-- BEGIN Records for this task --

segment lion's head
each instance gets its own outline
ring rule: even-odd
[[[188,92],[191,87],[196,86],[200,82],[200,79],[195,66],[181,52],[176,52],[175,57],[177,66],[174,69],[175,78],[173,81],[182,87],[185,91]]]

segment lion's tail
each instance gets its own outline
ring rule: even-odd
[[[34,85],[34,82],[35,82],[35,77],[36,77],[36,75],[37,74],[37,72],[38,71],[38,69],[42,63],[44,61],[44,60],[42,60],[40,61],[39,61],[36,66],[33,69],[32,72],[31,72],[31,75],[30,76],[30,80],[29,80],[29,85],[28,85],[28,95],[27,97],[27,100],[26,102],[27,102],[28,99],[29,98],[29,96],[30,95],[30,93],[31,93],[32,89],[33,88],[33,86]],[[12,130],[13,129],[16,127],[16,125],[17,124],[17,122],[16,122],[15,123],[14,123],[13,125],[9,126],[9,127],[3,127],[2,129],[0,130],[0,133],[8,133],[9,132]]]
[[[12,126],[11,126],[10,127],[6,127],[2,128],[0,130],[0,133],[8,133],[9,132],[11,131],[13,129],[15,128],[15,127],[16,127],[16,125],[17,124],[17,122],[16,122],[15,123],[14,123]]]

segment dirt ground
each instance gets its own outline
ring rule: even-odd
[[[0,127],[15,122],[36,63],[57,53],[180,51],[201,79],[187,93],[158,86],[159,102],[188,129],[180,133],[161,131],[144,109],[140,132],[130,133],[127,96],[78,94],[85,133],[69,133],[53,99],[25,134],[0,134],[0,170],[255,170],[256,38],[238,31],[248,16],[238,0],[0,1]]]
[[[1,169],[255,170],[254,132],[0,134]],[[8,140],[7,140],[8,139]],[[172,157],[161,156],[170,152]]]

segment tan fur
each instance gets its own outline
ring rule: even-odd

-- END Records for this task --

> Work to do: Copy every line of the records above without changing anything.

> Written solution:
segment lion's head
each instance gets its own outline
ring rule: even-odd
[[[188,92],[191,87],[196,86],[200,82],[200,79],[195,66],[181,52],[176,52],[175,57],[177,66],[174,69],[175,78],[173,81],[182,87],[185,91]]]

segment lion's tail
each instance gets its own outline
ring rule: even-odd
[[[34,85],[34,82],[35,82],[35,77],[36,77],[36,75],[37,74],[37,72],[38,71],[38,69],[42,63],[44,61],[44,60],[42,60],[40,61],[39,61],[36,66],[33,69],[32,72],[31,72],[31,75],[30,76],[30,80],[29,80],[29,85],[28,85],[28,95],[27,97],[27,100],[26,102],[27,102],[28,99],[29,98],[29,96],[30,95],[30,93],[31,93],[32,89],[33,88],[33,86]],[[12,130],[13,129],[16,127],[16,125],[17,124],[17,122],[16,122],[15,123],[14,123],[13,125],[9,126],[9,127],[3,127],[2,129],[0,130],[0,133],[8,133],[9,132]]]
[[[12,126],[11,126],[10,127],[6,127],[2,128],[0,130],[0,133],[8,133],[9,132],[11,131],[13,129],[15,128],[15,127],[16,127],[16,125],[17,124],[17,122],[16,122],[15,123],[14,123]]]

segment dirt ground
each instance gets its own outline
ring rule: even-odd
[[[0,127],[15,122],[36,63],[57,53],[180,51],[201,79],[187,93],[158,86],[159,102],[188,129],[180,133],[161,131],[144,109],[140,132],[130,133],[127,96],[78,94],[85,133],[69,133],[53,99],[25,134],[0,134],[0,170],[255,170],[256,38],[238,31],[248,16],[238,0],[0,1]]]
[[[1,169],[255,170],[254,132],[0,134]],[[8,140],[7,140],[8,139]],[[172,157],[161,156],[170,152]]]

segment tan fur
each instance gets its own outline
ring rule: even-odd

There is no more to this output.